*** Teks Bacaan

Azis Dumpa menilai, SKB 2021 antara Kominfo, Kejaksaan Agung, dan Polri, secara tidak langsung merupakan pengakuan terkait beberapa pasal dalam UU ITE yang multitafsir. Akibatnya, banyak orang yang menjadi korban kriminalisasi UU ITE. "SKB Implementasi UU ITE, jelas dimaksudkan agar penegakan hukum pascaditandatanganinya SKB oleh Jaksa, Polri, penerapannya tidak lagi menimbulkan multitafsir," jelasnya.

Dalam SKB itu disebutkan bahwa ketika suatu konten disebarkan dari grup tertutup dan terbatas, tidak akan masuk dalam kategori pelanggaran. "Baik itu penghinaan atau pencemaran nama baik. Baik itu di grup keluarga, grup kampus, dan institusi pendidikan. Jadi menurut kami memang SKB ini mempertegas bahwa dari dan sejak awal, kasus ini memang terkesan dipaksakan. Sebaiknya memang dihentikan," tegas Azis.

Selain itu, revisi UU ITE saat ini masuk dalam Program Legislasi Nasional (Prolegnas) Prioritas Tahun 2021. Sehingga, kata Azis, SKB dianggap dapat memberikan jaminan perlindungan kepada masyarakat sambil menungggu hasil revisi UU disahkan oleh DPR.

"Jelas dalam kasus Ibu Ramsiah, Polri dan Jaksa tidak boleh melanggar komitmen itu apalagi kan memang sejak awal sangat kelihatan kasus ini dipaksakan," katanya.

******
*** Data yang Disediakan

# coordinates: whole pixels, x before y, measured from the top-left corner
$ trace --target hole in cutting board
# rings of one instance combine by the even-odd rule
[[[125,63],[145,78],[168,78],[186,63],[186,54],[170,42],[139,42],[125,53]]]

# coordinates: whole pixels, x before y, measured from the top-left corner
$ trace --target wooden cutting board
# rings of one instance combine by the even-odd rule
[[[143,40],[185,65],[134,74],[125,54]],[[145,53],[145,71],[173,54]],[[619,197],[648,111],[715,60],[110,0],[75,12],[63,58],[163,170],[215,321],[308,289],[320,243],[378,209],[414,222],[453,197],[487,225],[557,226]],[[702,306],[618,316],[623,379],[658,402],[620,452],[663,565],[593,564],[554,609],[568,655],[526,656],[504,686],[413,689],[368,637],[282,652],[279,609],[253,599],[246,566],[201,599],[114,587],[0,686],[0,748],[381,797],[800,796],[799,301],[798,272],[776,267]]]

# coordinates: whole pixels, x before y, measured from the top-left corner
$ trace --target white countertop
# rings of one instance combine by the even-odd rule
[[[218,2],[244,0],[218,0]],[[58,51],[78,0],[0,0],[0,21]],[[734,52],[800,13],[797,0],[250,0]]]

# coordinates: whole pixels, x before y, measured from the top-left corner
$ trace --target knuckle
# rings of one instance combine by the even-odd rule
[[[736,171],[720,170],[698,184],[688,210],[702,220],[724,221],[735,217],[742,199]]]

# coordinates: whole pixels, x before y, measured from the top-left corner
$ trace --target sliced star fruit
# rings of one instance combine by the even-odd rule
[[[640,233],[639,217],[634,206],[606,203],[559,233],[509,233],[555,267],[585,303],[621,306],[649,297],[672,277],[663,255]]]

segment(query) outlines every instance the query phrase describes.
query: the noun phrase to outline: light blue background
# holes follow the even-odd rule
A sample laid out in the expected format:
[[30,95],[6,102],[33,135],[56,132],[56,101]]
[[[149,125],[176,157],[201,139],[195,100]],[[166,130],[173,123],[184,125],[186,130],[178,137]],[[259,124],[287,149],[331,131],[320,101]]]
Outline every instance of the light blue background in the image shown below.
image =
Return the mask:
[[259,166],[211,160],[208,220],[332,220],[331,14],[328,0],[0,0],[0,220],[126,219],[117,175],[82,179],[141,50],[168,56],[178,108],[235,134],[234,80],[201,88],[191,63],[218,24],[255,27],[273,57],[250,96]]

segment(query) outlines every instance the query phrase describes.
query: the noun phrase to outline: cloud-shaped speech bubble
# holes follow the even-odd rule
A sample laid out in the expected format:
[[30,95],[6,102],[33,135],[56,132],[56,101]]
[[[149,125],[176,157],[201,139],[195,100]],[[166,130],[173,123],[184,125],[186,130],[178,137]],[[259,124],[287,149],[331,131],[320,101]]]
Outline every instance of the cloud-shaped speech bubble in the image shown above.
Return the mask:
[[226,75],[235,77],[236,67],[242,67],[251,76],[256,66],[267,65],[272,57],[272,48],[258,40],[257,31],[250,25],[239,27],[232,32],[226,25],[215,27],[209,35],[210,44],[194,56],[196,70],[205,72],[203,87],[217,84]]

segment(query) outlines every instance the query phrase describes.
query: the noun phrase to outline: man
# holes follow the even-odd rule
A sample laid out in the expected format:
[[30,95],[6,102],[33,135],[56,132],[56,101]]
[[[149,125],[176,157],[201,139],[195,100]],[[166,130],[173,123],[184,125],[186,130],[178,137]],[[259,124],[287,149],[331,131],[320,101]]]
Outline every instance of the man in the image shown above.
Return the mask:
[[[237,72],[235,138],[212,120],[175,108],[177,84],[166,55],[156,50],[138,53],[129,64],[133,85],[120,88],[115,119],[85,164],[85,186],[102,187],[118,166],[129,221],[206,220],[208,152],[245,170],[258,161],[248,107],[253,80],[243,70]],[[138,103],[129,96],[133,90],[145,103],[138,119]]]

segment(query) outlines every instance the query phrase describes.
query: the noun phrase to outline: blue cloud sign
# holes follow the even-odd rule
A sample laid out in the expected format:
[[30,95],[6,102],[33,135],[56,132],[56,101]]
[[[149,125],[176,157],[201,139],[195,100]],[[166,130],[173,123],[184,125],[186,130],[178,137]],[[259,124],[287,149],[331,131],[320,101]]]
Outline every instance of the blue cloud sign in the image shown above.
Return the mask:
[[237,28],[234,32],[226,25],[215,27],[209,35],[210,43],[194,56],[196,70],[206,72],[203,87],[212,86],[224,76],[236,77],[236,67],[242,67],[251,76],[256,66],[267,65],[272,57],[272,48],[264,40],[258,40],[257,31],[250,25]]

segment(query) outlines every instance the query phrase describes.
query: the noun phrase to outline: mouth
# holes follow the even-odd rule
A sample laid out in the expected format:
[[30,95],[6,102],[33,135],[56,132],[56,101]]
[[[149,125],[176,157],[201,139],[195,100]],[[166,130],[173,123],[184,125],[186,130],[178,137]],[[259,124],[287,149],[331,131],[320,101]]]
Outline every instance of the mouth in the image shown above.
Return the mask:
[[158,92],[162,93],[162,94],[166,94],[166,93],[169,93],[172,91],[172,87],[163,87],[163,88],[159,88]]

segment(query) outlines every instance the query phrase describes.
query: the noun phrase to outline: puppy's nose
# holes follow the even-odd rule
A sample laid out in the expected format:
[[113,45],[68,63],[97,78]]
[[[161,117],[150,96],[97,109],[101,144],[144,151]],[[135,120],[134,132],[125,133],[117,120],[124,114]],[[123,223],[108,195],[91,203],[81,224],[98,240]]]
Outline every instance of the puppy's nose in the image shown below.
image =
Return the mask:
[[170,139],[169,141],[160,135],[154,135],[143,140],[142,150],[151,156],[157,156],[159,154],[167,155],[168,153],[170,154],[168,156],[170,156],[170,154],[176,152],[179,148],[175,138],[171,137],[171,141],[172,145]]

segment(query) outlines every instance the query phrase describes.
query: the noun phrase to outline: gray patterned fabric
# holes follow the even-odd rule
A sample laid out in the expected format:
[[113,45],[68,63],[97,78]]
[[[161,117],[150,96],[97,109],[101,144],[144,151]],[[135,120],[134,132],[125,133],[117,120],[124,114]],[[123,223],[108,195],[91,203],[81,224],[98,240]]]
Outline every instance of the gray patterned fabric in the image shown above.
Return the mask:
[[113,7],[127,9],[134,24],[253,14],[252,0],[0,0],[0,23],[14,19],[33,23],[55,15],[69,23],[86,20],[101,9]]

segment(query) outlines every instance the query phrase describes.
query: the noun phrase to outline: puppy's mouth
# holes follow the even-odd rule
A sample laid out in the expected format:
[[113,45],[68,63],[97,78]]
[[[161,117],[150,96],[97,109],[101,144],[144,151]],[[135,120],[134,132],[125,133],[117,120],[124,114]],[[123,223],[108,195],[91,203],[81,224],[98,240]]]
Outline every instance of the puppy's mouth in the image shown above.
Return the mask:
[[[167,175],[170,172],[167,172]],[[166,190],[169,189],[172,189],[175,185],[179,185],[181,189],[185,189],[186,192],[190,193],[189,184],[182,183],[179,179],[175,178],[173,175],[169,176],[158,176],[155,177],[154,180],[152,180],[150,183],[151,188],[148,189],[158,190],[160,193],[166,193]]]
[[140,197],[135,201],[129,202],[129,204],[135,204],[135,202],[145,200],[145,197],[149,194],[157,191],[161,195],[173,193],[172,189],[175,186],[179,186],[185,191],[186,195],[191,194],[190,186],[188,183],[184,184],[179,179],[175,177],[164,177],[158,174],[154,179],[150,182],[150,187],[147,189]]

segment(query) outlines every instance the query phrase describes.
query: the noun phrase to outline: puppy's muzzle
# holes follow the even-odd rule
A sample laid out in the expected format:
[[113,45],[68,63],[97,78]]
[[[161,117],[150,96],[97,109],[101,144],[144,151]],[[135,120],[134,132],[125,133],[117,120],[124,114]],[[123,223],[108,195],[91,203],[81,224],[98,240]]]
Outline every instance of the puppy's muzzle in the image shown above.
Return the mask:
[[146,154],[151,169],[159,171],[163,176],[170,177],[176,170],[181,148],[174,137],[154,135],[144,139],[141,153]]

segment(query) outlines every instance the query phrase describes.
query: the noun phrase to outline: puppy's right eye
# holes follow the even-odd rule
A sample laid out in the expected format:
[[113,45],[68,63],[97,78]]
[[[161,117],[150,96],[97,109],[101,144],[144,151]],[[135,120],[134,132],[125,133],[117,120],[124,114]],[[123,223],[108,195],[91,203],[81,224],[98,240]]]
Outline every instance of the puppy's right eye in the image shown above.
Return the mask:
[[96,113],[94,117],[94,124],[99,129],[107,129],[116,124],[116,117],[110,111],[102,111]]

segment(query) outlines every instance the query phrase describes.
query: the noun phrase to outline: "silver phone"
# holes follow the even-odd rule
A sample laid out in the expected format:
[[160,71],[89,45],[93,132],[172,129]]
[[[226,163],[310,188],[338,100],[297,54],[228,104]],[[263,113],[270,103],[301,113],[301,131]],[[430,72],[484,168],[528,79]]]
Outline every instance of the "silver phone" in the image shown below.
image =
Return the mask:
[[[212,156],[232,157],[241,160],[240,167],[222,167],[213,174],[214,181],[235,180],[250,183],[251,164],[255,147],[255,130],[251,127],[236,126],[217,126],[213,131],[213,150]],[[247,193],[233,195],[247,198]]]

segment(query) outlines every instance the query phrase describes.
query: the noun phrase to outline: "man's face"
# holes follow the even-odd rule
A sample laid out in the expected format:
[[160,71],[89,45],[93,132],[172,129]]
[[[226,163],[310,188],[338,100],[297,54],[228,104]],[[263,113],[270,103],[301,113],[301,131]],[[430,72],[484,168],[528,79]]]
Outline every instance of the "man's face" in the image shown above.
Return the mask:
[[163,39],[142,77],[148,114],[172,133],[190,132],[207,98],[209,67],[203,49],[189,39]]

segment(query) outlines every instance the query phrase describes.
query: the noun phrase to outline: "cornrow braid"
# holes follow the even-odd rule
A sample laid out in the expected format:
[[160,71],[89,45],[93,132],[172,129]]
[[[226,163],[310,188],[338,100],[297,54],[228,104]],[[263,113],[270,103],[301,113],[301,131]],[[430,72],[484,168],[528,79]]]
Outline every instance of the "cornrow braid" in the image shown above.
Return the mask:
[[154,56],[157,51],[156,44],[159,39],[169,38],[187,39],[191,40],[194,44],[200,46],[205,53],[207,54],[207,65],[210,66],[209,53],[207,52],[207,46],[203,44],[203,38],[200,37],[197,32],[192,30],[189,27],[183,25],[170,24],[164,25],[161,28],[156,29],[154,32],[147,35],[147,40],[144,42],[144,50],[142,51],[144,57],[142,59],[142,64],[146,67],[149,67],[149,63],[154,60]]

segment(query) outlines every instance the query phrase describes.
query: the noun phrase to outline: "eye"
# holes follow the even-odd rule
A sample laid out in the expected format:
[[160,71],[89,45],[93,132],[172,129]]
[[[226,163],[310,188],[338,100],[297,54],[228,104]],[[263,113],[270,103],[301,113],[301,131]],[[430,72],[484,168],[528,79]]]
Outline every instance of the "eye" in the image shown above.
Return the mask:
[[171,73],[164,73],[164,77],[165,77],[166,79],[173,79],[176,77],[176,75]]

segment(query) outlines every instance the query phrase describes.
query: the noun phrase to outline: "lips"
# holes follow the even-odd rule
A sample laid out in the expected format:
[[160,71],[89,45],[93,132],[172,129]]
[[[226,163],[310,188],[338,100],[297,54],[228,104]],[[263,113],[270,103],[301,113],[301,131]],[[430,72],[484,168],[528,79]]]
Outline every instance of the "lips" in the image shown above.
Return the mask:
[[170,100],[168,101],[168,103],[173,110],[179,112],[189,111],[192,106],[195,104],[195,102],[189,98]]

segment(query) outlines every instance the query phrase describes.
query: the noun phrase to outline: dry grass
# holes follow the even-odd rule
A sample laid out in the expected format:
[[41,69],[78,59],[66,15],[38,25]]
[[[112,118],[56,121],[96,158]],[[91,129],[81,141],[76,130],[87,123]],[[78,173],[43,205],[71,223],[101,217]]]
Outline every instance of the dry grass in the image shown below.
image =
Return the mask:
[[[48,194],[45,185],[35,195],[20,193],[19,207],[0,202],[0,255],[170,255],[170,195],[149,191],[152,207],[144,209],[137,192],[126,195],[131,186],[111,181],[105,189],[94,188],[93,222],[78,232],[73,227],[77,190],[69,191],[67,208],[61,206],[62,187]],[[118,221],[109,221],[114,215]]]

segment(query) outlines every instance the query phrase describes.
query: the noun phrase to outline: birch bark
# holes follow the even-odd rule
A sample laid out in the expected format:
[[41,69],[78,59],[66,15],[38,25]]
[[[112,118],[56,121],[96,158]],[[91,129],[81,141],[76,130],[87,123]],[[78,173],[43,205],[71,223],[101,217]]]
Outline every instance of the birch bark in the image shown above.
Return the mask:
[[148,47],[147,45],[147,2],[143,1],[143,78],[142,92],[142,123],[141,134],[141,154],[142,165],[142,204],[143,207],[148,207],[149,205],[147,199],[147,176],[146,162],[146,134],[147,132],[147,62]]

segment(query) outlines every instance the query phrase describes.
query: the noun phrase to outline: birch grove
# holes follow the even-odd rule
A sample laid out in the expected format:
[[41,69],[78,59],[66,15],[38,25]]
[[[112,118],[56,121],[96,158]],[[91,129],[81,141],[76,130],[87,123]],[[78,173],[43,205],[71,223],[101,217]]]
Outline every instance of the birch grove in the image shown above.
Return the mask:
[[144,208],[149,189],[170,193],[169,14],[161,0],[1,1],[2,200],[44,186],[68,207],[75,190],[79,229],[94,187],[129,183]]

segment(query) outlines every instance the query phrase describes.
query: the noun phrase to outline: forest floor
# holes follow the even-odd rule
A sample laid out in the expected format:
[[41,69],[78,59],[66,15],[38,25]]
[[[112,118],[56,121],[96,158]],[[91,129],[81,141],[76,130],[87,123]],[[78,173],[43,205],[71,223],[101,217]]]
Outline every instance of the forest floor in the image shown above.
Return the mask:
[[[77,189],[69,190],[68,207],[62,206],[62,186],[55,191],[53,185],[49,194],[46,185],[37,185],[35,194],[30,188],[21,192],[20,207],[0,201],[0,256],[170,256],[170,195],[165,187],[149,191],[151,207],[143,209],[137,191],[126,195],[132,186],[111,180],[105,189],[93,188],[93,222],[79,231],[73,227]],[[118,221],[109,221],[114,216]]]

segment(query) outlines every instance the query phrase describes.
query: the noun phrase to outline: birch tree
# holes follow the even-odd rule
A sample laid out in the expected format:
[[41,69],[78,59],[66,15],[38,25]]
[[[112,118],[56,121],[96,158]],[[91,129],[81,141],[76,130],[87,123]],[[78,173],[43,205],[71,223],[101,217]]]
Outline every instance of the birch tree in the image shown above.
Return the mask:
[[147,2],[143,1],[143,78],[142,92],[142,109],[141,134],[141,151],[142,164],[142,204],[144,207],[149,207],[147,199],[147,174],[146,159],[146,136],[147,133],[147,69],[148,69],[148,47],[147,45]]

******

[Ketentuan Tugas]:
[a] Terjemahkan kalimat dari teks tentang SKB UU ITE ini ke dalam bahasa Inggris: "Selain itu, revisi UU ITE saat ini masuk dalam Program Legislasi Nasional (Prolegnas) Prioritas Tahun 2021."
[b] Tuliskan ulang dengan persis bagian teks tentang SKB UU ITE yang dimulai pada "Selain itu, revisi" dan berakhir pada "disahkan oleh DPR.".
[c] Lanjutkan teks tentang SKB UU ITE dari titik akhirnya.
Entri-entri tersebut tidak dipakai sama sekali di sini.

[Jawaban Berurutan]:
[a] In addition, the revision of the ITE Law is currently included in the 2021 Priority National Legislation Program (Prolegnas).

[b]
Selain itu, revisi UU ITE saat ini masuk dalam Program Legislasi Nasional (Prolegnas) Prioritas Tahun 2021. Sehingga, kata Azis, SKB dianggap dapat memberikan jaminan perlindungan kepada masyarakat sambil menungggu hasil revisi UU disahkan oleh DPR.

[c]
Indikasi pemaksaan kasus Ramsiah oleh Polres Gowa, menurut Azis, bisa dibuktikan dengan proses hukum yang berlarut-larut. "Di mana klien kami telah menjalani proses hukum selama kurang lebih empat tahun, yakni sejak Laporan Polisi dibuat tanggal 5 Juni 2017 dan berstatus tersangka pada September 2019 atau selama lebih dari 2 tahun dan hingga saat ini penyidikannya belum juga dihentikan," heran Azis. Belum lagi, kata dia, berkas perkara sudah berulang kali bolak-balik dari penyidik Polres Gowa ke JPU Kejari Gowa.

Azis menegaskan, percakapan Ramsiah dalam grup WA bukanlah tindakan yang ilegal atau melanggar hukum. Melainkan pendapat dan atau ekspresi yang sah yang merupakan hak asasi manusia yang dijamin sebagai hak konstitusional sebagaimana tertuang dalam UUD RI Pasal 28 F. Pasal tersebut menyatakan, bahwa setiap orang berhak untuk berkomunikasi dan memperoleh informasi untuk mengembangkan pribadi dan lingkungan sosialnya, serta berhak untuk mencari, memperoleh, memiliki, menyimpan, mengolah, dan menyampaikan informasi dengan menggunakan segala jenis saluran yang tersedia.

Obrolan Grup WA yang membahas tentang masalah penguncian radio syiar dan sejumlah masalah internal FDK UIN Makassar, jelas Azis, adalah upaya bersama untuk mencari penyelesaian masalah. Substansi pembahasannya, kata Azis, adalah demi dan untuk kepentingan umum. Dalam hal ini mahasiswa dan sivitas akademik FDK UIN Makassar.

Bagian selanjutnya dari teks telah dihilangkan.